## Data in this exercise
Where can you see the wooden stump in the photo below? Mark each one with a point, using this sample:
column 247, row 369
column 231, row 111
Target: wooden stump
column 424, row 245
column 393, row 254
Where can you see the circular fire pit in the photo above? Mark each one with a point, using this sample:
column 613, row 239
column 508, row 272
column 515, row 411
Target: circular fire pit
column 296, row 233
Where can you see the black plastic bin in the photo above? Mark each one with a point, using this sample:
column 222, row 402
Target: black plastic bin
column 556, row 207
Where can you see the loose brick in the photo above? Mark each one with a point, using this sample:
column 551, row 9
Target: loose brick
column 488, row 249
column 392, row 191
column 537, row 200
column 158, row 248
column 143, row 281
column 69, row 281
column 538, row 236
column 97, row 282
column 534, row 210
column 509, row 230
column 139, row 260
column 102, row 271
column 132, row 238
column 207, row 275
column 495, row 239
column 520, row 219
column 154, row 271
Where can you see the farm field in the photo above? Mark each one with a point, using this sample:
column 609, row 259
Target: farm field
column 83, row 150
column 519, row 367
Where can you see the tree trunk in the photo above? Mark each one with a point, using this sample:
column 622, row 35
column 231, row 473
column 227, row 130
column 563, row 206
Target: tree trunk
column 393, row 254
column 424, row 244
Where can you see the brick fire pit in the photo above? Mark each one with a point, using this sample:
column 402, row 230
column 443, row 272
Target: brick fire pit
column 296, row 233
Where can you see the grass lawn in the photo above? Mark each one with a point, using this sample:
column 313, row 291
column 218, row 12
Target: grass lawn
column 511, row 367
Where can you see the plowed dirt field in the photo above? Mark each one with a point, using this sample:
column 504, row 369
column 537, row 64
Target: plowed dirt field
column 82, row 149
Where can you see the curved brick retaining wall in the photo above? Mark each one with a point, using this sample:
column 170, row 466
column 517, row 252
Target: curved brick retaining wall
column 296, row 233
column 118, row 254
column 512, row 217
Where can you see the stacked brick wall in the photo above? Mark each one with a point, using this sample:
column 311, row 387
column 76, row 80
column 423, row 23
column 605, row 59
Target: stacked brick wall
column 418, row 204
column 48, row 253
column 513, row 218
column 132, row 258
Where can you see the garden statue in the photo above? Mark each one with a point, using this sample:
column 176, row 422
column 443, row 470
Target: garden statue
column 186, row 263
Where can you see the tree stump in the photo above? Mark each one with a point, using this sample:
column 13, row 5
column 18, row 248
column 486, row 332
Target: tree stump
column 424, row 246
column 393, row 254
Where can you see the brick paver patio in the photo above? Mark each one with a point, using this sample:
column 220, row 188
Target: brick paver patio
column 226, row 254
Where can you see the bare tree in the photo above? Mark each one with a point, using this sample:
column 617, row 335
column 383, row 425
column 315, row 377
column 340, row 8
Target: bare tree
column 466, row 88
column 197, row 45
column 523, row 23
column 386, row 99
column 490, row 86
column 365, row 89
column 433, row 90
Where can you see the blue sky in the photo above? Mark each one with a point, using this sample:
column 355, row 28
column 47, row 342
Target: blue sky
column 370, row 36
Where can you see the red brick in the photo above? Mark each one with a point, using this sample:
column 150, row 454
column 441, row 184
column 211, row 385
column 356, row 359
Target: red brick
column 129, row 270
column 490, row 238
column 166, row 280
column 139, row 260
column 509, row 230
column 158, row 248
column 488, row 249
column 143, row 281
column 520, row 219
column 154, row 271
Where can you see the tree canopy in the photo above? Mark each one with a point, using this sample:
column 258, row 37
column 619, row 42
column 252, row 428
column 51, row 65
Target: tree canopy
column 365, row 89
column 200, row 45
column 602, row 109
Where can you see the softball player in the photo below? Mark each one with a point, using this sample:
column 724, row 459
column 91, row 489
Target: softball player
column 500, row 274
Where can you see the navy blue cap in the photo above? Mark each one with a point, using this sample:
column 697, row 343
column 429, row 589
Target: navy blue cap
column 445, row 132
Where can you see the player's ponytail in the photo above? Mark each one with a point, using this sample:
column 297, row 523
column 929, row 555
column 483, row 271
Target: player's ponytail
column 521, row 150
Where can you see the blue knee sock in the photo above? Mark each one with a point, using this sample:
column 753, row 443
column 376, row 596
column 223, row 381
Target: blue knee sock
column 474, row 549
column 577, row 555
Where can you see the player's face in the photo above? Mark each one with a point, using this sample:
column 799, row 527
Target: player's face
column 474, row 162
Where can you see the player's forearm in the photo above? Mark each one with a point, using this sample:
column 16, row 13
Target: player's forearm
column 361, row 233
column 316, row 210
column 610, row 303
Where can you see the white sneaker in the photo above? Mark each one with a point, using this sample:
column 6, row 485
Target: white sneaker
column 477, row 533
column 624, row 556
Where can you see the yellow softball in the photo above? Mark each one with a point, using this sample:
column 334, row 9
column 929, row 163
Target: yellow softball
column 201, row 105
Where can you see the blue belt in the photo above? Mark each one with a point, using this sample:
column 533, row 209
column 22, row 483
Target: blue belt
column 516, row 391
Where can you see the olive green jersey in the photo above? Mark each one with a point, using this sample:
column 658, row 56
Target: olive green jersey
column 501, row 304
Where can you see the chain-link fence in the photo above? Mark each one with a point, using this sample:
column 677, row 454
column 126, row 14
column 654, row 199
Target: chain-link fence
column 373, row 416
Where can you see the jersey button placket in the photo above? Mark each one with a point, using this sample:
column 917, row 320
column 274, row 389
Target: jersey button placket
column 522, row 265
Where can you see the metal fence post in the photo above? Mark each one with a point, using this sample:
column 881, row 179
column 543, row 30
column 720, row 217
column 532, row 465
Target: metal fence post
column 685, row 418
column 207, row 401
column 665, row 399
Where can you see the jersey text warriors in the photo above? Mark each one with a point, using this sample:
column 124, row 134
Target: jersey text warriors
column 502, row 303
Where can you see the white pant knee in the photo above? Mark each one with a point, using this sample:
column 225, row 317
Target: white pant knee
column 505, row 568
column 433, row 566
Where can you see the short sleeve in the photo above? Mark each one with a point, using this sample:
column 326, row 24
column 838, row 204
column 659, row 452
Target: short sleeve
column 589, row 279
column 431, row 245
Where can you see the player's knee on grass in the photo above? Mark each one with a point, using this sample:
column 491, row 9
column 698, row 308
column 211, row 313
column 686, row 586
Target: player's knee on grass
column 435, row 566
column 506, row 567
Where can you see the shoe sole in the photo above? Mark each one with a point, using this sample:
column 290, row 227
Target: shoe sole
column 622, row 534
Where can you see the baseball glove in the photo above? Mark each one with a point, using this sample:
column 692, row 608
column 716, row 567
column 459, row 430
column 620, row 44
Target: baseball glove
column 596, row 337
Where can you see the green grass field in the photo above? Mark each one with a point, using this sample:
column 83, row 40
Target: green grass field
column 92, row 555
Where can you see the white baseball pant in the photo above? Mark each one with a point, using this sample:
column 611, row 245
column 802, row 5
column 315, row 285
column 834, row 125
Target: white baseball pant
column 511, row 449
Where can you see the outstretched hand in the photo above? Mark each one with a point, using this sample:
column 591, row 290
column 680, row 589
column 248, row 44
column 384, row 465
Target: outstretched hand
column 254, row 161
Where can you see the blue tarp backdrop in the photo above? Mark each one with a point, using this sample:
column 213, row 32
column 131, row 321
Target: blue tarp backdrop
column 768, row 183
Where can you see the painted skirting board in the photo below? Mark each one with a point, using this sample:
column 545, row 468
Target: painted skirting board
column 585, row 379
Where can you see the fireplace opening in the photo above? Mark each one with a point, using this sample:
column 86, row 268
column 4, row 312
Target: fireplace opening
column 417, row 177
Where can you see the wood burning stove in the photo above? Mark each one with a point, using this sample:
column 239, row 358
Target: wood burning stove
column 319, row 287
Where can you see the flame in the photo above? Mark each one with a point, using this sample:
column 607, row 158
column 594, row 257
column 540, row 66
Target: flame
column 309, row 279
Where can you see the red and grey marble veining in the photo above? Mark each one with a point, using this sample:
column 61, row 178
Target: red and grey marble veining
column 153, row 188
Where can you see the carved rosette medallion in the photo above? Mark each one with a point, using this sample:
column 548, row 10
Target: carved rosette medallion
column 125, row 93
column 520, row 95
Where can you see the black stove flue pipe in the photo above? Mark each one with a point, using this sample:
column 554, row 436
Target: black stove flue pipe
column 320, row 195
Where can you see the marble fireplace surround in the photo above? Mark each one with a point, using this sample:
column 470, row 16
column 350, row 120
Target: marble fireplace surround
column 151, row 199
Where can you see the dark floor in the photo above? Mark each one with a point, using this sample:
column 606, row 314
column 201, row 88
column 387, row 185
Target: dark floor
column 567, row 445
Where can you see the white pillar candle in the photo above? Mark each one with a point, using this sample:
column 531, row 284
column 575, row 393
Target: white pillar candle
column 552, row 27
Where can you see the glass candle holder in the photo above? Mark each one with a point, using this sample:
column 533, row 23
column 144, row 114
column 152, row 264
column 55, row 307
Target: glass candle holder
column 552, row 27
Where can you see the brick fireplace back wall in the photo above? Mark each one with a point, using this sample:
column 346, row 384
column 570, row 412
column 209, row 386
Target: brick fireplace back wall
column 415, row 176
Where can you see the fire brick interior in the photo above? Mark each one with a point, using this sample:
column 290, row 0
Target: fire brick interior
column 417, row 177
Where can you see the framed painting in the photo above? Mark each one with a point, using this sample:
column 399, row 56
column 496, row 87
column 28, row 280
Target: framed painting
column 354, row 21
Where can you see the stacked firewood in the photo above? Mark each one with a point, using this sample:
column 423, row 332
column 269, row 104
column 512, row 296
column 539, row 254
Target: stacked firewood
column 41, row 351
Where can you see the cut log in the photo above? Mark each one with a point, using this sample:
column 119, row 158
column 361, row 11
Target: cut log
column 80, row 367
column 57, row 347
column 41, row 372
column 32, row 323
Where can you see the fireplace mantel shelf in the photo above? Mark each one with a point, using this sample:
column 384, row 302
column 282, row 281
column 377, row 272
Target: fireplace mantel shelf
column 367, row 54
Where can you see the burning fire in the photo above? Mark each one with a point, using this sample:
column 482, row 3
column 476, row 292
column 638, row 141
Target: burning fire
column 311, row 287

## Task goal
Can you copy out, word for word, the lines beginning with the one that contains "Where can you see the blue sky" and continuing through the one that contains "column 500, row 274", including both of those lines?

## Problem solution
Where can you see the blue sky in the photo above? Mark each one with a point, using this sample:
column 355, row 28
column 47, row 342
Target: blue sky
column 370, row 36
Where can you see the red brick in the photo above? Mark each one with a point, using this sample:
column 150, row 454
column 441, row 184
column 211, row 385
column 356, row 359
Target: red brick
column 129, row 270
column 490, row 238
column 166, row 280
column 139, row 260
column 509, row 230
column 158, row 248
column 488, row 249
column 143, row 281
column 520, row 219
column 154, row 271
Where can you see the tree canopy in the photo above? Mark each one with a point, using this sample:
column 258, row 37
column 619, row 42
column 252, row 428
column 51, row 65
Target: tree canopy
column 365, row 89
column 200, row 45
column 602, row 109
Where can you see the softball player in the photo below? Mark each one with a point, using this sample:
column 724, row 459
column 91, row 489
Target: softball player
column 500, row 274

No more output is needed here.